(Document excerpt Opens)

Tai YM, Gau SS, Gau CS. Res. Dev. Disabil. 2013; 34(3): 1100-1108.

Affiliation

Department of Psychiatry, National Taiwan University Hospital, No. 7, Chung-Shan South Road, Taipei, Taiwan; Military Suicide Prevention Center, Beitou Armed Forces Hospital, No. 70, Shin-Ming Road, Taipei, Taiwan.

Copyright

(Copyright © 2013, Elsevier Publishing)

DOI

10.1016/j.ridd.2012.11.027

PMID

23340027

Abstract

Limited literature documents injury-proneness of attention-deficit hyperactivity disorder in western population. However, only a few studies prospectively investigated the prediction of ADHD to injuries without considering other psychiatric and physical conditions and there is lack of such data in Asian population. To prospectively examine the prediction of ADHD to the risk of injury in a national sample of Taiwan, we conducted this study with samples including 1965 6-18-year-old youths with newly diagnosis of ADHD from 1999 to 2003, and 7860 sex-, age- and index day-matched non-ADHD controls from Taiwan's National Health Insurance Research Database (1997-2008). Relevant psychiatric and physical disorders, demographics, and medications were also included in the Cox proportional hazard models with injury as the outcome. Our results showed that ADHD cases had a roughly 2-fold and 5-fold higher risk of each injury, and overall injury than controls after considering all confounding factors, respectively. In addition to ADHD, use of anxiolytics, antidepressants, and antipsychotics, and comorbid physical illnesses also predicted the injury prospectively. Our findings strongly support that ADHD predicted injury risks and imply that physicians should take the risk of injury into consideration while prescribing medications other than stimulants to patients with ADHD, especially anxiolytics.

(Document excerpt Closes)
(Entries provided Opens)

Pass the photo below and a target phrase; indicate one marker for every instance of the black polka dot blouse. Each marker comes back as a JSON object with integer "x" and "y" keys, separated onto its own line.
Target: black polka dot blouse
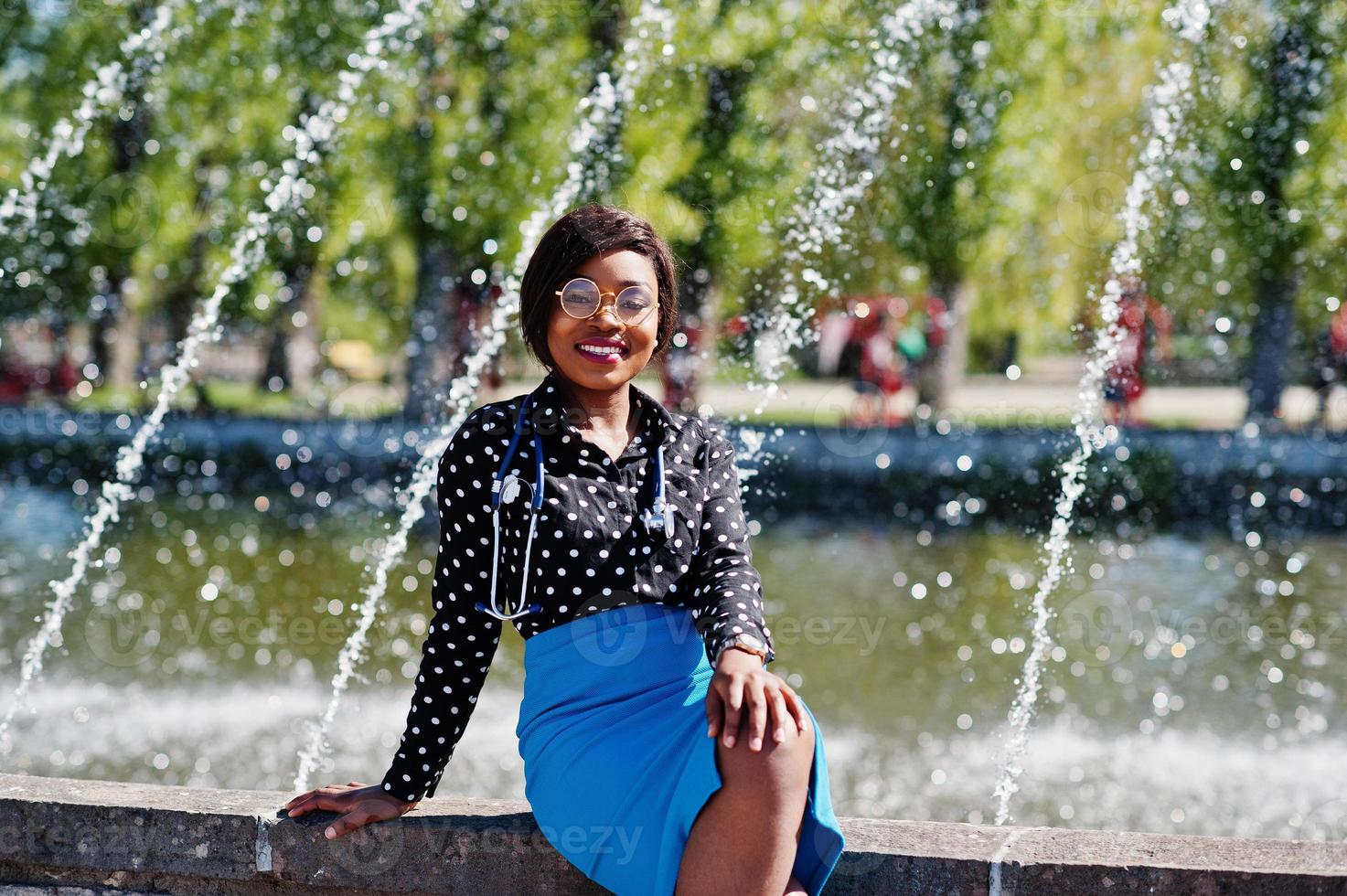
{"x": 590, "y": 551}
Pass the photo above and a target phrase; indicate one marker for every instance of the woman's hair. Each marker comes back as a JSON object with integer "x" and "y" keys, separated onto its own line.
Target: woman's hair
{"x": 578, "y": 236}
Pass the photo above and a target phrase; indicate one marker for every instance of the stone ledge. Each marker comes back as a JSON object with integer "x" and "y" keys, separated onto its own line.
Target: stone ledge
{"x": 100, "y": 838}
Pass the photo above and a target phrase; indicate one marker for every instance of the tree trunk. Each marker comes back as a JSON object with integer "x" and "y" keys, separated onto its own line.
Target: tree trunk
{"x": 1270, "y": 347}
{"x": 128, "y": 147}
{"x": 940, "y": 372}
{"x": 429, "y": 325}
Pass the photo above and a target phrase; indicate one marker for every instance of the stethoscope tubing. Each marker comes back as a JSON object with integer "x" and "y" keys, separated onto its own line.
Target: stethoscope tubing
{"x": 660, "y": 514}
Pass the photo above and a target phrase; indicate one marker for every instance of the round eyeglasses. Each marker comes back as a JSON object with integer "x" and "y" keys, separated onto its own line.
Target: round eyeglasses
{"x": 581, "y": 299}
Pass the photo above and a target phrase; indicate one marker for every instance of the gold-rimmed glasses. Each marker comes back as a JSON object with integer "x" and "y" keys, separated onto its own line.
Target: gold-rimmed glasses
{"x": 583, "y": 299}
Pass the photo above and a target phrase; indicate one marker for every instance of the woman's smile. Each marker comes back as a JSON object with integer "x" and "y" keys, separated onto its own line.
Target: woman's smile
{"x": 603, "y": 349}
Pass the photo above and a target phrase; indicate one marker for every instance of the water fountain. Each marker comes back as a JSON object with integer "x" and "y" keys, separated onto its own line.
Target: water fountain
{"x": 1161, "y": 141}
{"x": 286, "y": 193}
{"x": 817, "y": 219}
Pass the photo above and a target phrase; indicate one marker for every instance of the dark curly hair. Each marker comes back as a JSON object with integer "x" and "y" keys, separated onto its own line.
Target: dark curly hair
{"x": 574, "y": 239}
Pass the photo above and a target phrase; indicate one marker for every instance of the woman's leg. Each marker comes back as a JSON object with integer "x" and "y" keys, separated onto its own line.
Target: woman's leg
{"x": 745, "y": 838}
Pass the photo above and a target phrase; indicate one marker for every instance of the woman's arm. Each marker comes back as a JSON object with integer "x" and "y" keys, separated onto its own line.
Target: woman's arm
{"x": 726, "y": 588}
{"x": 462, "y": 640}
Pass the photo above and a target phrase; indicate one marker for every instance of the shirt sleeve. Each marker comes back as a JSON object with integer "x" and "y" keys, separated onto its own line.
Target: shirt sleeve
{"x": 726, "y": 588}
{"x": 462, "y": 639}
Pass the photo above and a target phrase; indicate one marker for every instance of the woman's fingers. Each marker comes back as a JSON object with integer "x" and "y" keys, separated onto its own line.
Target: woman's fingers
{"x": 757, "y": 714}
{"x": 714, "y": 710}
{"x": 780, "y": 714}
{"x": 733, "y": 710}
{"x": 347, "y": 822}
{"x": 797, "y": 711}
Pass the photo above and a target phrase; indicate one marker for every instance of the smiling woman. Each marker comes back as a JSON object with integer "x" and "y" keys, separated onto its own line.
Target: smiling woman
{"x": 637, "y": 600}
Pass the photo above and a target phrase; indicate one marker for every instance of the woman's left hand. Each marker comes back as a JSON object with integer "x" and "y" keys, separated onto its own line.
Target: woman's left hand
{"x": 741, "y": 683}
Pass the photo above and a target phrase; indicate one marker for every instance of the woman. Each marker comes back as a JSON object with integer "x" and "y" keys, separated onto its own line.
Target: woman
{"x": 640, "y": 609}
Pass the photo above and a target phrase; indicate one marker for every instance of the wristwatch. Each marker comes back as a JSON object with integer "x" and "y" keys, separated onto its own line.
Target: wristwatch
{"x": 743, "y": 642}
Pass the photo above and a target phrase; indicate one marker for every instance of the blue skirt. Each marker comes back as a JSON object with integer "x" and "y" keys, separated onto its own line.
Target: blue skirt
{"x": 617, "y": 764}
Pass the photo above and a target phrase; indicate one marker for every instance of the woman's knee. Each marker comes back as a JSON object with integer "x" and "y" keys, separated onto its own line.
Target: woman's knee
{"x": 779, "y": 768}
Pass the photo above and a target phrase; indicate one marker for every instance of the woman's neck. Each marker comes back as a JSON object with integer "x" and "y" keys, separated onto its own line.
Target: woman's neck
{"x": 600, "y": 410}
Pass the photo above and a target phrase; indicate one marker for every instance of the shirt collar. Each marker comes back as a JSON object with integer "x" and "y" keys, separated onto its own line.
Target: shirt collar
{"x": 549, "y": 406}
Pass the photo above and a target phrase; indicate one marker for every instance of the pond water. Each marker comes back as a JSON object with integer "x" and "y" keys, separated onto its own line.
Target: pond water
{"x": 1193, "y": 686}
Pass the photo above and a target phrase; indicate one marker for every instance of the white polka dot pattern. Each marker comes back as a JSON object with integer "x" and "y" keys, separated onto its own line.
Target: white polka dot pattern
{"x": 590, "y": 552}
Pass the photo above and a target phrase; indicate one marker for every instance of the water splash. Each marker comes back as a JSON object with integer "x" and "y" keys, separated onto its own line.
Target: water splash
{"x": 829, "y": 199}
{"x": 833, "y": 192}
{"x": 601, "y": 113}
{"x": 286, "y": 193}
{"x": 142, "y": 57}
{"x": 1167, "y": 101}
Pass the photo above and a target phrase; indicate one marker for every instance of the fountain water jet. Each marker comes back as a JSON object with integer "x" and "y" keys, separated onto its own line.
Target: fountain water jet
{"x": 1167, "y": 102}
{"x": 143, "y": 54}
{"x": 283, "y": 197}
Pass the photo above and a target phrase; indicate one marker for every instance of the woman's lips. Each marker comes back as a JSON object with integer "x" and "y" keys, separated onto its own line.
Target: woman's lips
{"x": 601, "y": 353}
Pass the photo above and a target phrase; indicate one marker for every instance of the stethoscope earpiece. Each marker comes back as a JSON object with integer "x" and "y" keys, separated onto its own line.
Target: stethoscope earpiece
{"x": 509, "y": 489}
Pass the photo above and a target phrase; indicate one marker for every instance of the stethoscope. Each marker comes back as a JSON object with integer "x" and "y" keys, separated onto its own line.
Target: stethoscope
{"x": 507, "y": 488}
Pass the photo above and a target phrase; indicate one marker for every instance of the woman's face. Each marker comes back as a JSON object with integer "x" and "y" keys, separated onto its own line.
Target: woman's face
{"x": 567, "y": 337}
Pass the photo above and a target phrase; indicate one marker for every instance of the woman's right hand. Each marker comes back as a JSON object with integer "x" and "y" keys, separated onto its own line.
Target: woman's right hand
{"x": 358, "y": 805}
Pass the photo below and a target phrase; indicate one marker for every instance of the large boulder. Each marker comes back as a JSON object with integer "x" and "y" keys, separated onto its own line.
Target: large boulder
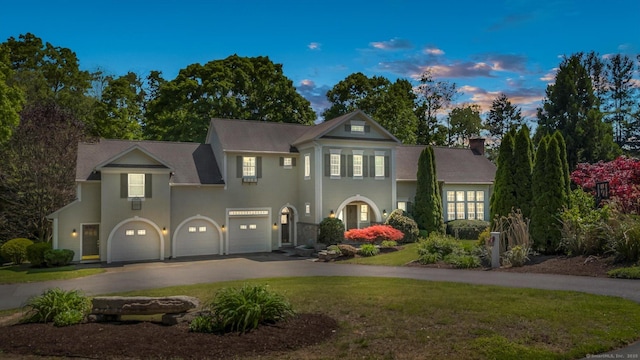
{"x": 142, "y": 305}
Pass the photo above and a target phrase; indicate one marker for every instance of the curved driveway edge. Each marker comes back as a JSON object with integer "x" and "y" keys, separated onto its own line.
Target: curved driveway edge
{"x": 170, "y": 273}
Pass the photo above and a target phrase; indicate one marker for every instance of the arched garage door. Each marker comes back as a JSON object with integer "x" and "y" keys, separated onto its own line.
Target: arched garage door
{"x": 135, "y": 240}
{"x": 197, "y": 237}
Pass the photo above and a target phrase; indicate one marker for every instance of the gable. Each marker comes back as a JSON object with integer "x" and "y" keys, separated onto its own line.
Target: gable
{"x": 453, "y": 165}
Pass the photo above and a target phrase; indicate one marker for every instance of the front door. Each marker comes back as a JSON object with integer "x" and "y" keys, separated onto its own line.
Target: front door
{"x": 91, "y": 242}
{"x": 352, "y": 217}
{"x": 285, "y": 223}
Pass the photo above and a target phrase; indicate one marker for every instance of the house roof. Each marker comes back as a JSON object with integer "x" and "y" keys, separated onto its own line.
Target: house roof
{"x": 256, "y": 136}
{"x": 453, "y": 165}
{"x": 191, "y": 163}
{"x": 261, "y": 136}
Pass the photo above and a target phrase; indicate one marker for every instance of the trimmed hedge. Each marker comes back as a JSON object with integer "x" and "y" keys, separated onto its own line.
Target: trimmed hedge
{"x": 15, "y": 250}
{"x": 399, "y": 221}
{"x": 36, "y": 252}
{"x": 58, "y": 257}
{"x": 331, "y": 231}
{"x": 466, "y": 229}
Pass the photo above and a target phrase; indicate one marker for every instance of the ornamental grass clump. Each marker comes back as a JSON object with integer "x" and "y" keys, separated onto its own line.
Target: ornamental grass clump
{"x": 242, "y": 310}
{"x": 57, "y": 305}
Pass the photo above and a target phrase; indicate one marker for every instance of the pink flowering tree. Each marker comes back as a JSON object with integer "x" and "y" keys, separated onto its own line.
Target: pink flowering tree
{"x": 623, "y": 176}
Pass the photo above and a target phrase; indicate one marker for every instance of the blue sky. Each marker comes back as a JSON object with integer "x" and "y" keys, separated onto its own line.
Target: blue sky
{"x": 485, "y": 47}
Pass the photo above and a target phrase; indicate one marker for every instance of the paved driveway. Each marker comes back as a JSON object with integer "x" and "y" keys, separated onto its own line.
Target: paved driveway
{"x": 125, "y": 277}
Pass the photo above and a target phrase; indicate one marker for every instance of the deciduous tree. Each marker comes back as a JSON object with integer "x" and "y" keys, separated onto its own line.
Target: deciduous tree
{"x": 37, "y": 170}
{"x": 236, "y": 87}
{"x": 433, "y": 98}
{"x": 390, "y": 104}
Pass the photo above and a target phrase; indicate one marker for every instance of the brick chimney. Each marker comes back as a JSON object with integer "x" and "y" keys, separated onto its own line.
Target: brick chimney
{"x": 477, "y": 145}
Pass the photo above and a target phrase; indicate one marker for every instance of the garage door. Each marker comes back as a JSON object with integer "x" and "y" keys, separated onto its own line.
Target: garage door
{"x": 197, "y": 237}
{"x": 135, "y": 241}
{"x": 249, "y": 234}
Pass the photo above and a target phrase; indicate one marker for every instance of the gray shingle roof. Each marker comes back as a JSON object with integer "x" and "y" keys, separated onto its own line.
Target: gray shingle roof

(Entries provided Closes)

Aim of the task ▸
Please state how many non-ADHD controls the ADHD injury study abstract says were included.

Written solution ▸
7860 sex-, age- and index day-matched non-ADHD controls.